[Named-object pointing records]
......

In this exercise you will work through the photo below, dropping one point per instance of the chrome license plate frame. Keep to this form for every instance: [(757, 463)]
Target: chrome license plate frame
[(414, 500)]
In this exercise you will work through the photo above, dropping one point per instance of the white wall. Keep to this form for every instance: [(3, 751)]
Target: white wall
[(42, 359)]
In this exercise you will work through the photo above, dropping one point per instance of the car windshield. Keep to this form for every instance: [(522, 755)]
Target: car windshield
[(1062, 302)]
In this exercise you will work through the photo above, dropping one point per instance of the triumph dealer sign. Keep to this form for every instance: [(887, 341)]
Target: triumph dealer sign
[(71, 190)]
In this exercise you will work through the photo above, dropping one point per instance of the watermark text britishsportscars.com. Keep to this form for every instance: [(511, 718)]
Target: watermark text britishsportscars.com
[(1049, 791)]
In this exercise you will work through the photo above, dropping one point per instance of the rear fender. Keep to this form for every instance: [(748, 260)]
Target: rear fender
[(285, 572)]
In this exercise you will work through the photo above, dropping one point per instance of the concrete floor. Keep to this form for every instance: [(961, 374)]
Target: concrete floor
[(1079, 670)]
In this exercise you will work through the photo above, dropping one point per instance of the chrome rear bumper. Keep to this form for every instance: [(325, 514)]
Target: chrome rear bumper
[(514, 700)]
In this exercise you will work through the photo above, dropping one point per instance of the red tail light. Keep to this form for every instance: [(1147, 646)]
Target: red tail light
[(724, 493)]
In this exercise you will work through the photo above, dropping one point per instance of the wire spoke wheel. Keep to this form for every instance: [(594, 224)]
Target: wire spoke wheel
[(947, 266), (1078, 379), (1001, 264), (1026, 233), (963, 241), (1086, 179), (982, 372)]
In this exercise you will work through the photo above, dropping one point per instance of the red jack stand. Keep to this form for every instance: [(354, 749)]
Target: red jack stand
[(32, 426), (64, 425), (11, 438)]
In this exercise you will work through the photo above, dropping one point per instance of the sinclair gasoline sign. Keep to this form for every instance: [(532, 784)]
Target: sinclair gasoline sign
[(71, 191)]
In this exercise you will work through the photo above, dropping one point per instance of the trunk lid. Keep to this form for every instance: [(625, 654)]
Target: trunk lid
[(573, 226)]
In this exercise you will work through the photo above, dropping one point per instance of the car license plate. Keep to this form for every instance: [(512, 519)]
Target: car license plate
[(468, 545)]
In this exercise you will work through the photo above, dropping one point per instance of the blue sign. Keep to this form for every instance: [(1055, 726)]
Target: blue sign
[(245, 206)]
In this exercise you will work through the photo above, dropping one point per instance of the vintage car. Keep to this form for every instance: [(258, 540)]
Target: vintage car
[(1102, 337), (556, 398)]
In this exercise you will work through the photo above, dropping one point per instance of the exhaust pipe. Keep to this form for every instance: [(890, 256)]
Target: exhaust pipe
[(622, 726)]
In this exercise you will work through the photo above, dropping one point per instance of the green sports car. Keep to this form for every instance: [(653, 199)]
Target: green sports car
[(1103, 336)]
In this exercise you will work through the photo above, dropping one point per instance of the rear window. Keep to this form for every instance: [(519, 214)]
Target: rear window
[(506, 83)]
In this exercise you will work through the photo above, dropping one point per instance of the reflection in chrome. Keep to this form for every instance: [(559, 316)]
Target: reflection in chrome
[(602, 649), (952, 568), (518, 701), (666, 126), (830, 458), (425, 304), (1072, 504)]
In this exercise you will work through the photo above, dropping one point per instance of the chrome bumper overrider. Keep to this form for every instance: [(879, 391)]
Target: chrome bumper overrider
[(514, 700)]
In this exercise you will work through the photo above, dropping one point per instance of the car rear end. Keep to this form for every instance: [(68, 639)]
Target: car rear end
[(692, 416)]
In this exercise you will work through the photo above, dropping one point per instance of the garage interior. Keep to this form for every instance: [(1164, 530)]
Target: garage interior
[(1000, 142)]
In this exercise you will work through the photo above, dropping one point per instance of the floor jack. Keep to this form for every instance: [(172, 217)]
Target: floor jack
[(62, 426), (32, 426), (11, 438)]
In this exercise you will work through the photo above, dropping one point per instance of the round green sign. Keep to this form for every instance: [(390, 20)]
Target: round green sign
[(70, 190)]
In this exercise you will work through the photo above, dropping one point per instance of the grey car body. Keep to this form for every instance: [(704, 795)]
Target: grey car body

......

TASK INSTRUCTIONS: Copy out all the entries shown above, character for character.

REPLY TO THE TASK:
In this exercise you will work through the photo below, dropping one point per instance of the chrome license plate frame. Keep to this form for every instance: [(757, 463)]
Target: chrome license plate frame
[(414, 500)]
In this exercise you will work through the photo above, dropping one point per instance of the white wall. Keep to this form for every instance: [(3, 751)]
Target: white wall
[(42, 359)]
In this exercise you will work through the photo above, dropping one point per instance of the car windshield. Keep to this form for every instance: [(522, 755)]
Target: car windshield
[(1062, 302)]
In this exercise you will work through the photo above, dropping one point per instance of the triumph dealer sign. Keep to this form for every instance: [(887, 341)]
Target: triumph dealer sign
[(71, 190)]
In this exercise you will work through the photo above, dropping one point per instance of the watermark text britishsportscars.com. Keep to this form for every instance: [(511, 718)]
Target: watermark text britishsportscars.com
[(1049, 791)]
In this exercise you will work through the photo above, dropping one point per instance of the rear fender. Keep to this form for every instance: [(748, 260)]
Target: rear fender
[(285, 572)]
In this exercise you will work through the photo above, dropping one point per instance of the concrete floor. Keep to this form for every instance: [(961, 374)]
Target: concrete floor
[(1079, 670)]
In this exercise you will work through the photo above, dropping one point per instance of the chrome rear bumper. Keep to this form for every instance: [(325, 514)]
Target: chrome rear bumper
[(514, 700)]
In this exercise you will work through the photo above, dropping one point per instance of the red tail light. Keep to this form for every instance: [(1147, 646)]
Target: red tail light
[(724, 493)]
In this exercise you will work through the photo above, dropping one point per instance of the wire spoke wheel. Keep to this form for every instance: [(594, 224)]
Target: wire spoke wheel
[(947, 266), (1078, 379), (1001, 264), (1026, 233), (963, 241), (1086, 179), (982, 372)]
In this exercise you will work through the photo above, dropping one point per instance of the red jack stand. Keep to this form for every instance: [(354, 749)]
Target: red jack stand
[(32, 426), (64, 425), (11, 438)]
In this exercise you will work through the photo above, dropping one point per instance of the sinclair gasoline sign. Keep to this form for every instance: [(532, 784)]
Target: sinclair gasoline sign
[(71, 191)]
In this exercise you will work through the photo above, dropping one point per instance of the trunk lid. Keep to this form for every instance: [(625, 654)]
Target: trunk lid
[(573, 226)]
In this exercise you will work through the photo above, dropping one point per instance of the car license plate. Keep to this form for every instance: [(512, 519)]
Target: car license plate
[(468, 545)]
In this exercise you will work through the photo above, dropping one point per instance of the blue sign. Keep to this form for every instance: [(1055, 726)]
Target: blue sign
[(245, 206)]
In this exercise you will work through the photo above, dropping one point per instance of the vintage car. Keep to this form for every instance: [(258, 540)]
Target: vintage car
[(1102, 337), (556, 398)]
In this exercise you will work through the photo above, dropping one point per instance of the exhaust pipe. Keep to this form for every instance: [(890, 256)]
Target: exhaust pipe
[(622, 726)]
In this exercise you will work through the photo above, dropping one point per instance of the green sports car. Keep to this form for every instance: [(653, 199)]
Target: green sports car
[(1103, 336)]
In this exercise you will work through the photo above, dropping one point per instance of the rear window. Keep to this form for every instance: [(519, 214)]
Target: rear window
[(506, 83)]
In this exercise you will work through the photo above, dropping one point per instance of the reflection in chrome. Keep to this form for every instance: [(559, 316)]
Target: reflection in chrome
[(602, 649), (952, 568), (518, 701), (666, 126), (830, 458), (425, 304), (1072, 504)]
In this exercise you will work through the photo above, dropping one point per instance of the chrome bumper overrider. Keep to this form for every instance: [(879, 391)]
Target: chrome bumper overrider
[(514, 700)]
In this exercise you will work through the photo above, dropping one point per instance of the car rear end. Keep to this form for every instance: [(68, 639)]
Target: car rear end
[(692, 416)]
In this exercise you will work through the photo above, dropping one point per instance of the garage interior. Keep to this form for every instance: [(1164, 530)]
Target: garage interior
[(1000, 142)]
In this exercise you will work through the photo above, dropping one point per instance of the floor jack. Keep to this form for every instance: [(172, 217)]
Target: floor jack
[(62, 426), (32, 426), (11, 438)]
In this exercise you will work through the photo above, dropping one point per instance of the round green sign. Keep to this form for every instance: [(390, 20)]
Target: round green sign
[(70, 190)]
In this exercise you will work through the photo above, dropping one point per instance of the grey car body. Keep to this form for every instance: [(704, 795)]
Target: grey car body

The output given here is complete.